PROVIDED PASSAGE |
+ + + + + + +
Orientalist Threads

There have been no new posts on 'Vintage Voyager' because I have so little time to write them. But because I want to continue some curating and collating of prints, design threads and objects on a more sustainable basis, I've set up the tumblr Orientalist Threads : minimal commentary, with a gradually accumulated pattern of endless repetitions and variations.


Tassenmuseum III: brandishing the exotic

One of the strengths of the Tassenmuseum's pithy but business-like presentation is that the visitor can pursue their own threads of interest through the chronological and themed displays. Characteristically, my radar was sweeping the area for adopted exoticisms, purses that functioned as brandishable badges of the prestige of distance, by import or travel.

These little nineteenth century purses (below) were a wholly new thing to me.  You see that there's a partially-veiled woman on the left, an ornamental design centered around a crescent in the middle, and a scene of domes and minarets on the right, with borders that recall Turkish carpet patterns.

The brief caption in the case described these as 'reticules with Turkish patterns which were popular after the Crimean War. 3rd quarter nineteenth century'.  These must have been a European phenomenon, but whether they were produced in France, Britain or Russia (or elsewhere) and intended to invoke alliance with or triumph over the Ottomans, I do not know.  It is hardly possible to tell, but I suspect the overtones are positive.
+ + + + + + +
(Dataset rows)
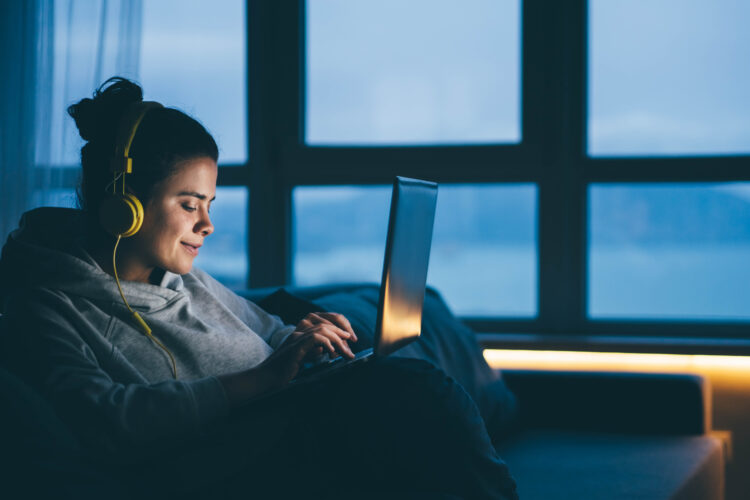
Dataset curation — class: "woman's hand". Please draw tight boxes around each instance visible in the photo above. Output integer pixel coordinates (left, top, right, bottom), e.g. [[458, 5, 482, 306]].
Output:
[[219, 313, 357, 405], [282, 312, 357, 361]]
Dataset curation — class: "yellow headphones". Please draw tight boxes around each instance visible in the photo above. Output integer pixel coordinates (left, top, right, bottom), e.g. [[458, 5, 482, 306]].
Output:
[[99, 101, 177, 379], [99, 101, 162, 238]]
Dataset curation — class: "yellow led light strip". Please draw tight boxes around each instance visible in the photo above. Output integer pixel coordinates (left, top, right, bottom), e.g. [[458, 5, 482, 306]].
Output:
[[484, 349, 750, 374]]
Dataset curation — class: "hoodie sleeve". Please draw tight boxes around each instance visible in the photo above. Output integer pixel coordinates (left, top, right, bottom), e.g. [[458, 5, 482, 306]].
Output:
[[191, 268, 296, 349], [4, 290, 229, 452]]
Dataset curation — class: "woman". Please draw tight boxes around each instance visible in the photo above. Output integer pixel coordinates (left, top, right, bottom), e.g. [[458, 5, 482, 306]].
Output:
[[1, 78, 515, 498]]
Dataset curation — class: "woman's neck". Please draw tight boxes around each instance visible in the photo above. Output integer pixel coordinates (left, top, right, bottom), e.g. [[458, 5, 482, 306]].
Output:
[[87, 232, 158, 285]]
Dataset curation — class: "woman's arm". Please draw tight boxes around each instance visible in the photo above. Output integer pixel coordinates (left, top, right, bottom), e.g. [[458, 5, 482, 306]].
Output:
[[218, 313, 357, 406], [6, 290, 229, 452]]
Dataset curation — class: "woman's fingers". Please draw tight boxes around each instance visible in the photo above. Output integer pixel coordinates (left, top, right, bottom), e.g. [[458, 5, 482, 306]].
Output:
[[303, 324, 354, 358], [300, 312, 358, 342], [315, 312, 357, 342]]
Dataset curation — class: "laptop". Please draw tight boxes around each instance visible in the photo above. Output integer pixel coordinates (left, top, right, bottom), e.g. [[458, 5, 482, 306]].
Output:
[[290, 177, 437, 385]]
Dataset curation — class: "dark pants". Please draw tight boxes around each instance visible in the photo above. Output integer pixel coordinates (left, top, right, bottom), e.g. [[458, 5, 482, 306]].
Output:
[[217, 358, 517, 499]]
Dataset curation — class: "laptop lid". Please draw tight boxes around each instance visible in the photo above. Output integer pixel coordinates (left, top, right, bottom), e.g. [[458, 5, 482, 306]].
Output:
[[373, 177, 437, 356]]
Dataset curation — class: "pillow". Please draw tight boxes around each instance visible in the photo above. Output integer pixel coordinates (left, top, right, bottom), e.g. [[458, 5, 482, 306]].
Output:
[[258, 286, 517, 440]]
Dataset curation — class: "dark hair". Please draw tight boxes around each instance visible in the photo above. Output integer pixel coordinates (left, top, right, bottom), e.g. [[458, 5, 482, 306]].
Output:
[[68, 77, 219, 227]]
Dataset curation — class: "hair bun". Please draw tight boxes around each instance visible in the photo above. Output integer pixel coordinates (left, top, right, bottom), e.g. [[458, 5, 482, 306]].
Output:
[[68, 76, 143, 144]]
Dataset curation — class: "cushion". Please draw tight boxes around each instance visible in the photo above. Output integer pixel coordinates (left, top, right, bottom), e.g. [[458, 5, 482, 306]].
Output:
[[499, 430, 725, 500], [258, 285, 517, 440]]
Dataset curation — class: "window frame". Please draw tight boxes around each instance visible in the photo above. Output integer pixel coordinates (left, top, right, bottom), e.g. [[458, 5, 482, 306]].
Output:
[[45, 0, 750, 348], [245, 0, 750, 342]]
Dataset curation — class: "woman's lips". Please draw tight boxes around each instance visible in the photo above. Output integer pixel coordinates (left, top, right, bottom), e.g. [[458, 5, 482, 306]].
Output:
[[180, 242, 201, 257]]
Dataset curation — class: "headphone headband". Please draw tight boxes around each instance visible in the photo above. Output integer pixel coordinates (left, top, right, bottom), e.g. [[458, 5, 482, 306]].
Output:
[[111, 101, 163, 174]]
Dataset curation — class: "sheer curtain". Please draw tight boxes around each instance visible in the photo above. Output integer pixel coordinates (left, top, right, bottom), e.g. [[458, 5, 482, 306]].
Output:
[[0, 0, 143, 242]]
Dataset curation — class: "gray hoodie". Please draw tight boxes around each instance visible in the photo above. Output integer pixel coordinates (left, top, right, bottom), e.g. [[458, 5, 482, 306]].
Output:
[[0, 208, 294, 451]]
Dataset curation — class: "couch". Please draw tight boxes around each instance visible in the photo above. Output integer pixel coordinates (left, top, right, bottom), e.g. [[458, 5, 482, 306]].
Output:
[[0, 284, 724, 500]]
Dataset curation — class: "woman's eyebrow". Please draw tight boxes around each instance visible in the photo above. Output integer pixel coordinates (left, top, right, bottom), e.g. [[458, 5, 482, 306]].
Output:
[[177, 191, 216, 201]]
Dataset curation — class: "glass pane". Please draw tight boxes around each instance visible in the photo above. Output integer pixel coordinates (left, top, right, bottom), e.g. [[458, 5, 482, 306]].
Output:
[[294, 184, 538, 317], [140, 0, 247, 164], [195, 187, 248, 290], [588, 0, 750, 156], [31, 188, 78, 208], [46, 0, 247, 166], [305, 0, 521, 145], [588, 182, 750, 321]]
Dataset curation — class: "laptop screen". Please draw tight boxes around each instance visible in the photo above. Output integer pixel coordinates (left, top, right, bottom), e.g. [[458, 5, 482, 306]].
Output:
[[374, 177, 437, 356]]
+ + + + + + +
EXERCISE TASKS |
1 – From the blog post, reproduce verbatim the part that opens with the words containing "There have been" and closes with "repetitions and variations.".
2 – Rewrite the dataset rows from their start through the line containing "[[219, 313, 357, 405], [282, 312, 357, 361]]", and nothing else. Multiply each box coordinate in the answers by 0.8 and round to whole numbers, halves up. Keep the requests, with their sample coordinates unchanged, and omit the pictures.

ANSWERS PER TASK |
1 –
There have been no new posts on 'Vintage Voyager' because I have so little time to write them. But because I want to continue some curating and collating of prints, design threads and objects on a more sustainable basis, I've set up the tumblr Orientalist Threads : minimal commentary, with a gradually accumulated pattern of endless repetitions and variations.

2 –
Dataset curation — class: "woman's hand". Please draw tight boxes around each instance visible in the photo above. Output integer pixel coordinates (left, top, right, bottom), e.g. [[458, 5, 482, 306]].
Output:
[[175, 250, 286, 324], [226, 250, 286, 289]]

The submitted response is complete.